> _TASK GOAL_: Reproduce verbatim the portion of the rows below that opens with the line containing "The automated pipeline tagged wooden chair" and closes with the line containing "[223,99,249,127]". Include both of those lines.

# # # # # # #

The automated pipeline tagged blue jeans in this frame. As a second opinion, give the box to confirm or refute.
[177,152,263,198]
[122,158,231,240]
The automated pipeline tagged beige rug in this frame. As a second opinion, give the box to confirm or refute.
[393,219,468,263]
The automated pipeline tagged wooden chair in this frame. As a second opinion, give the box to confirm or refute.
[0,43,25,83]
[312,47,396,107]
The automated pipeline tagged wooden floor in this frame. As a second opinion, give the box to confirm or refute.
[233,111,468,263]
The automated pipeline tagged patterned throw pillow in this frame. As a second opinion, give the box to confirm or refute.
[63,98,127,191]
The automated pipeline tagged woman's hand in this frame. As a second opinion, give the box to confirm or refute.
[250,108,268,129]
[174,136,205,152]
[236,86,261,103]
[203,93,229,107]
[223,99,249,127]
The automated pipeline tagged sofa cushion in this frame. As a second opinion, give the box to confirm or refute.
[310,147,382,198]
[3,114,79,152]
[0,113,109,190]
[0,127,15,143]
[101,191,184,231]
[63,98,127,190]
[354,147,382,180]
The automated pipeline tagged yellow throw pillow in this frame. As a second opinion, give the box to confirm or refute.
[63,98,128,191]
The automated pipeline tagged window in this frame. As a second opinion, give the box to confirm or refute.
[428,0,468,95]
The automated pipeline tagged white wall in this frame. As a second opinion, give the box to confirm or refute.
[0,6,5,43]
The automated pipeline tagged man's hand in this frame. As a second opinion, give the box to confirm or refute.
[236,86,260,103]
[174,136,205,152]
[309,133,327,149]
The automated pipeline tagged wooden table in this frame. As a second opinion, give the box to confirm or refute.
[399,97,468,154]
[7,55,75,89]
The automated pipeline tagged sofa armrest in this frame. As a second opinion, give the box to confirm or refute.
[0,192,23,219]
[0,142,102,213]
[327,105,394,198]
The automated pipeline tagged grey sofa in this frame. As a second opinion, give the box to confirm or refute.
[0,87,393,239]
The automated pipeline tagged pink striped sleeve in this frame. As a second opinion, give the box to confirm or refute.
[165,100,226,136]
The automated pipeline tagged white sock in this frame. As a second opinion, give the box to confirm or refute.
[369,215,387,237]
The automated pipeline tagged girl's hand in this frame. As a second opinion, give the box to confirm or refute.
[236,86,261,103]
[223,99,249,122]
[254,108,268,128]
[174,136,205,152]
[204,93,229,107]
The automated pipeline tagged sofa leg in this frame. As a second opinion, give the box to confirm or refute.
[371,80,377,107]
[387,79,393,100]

# # # # # # #

> _THE RESULT_:
The automated pipeline tagged wooden chair in this frame. As a second opinion, give the box to confirm or refute.
[0,43,25,83]
[312,47,396,107]
The automated pipeline tagged wooden floor in this frame. As a second opinion, give the box to confirm or refute.
[233,111,468,263]
The automated pipeline tagged patterned throw pillow in this frame. As a second opinion, give the box to confirm or refute.
[63,98,127,191]
The automated pipeline tagged woman's hand in this frame. As a second opinion, give the box to confirm or refute.
[250,108,268,129]
[174,136,205,152]
[236,86,261,103]
[203,93,229,107]
[223,99,249,127]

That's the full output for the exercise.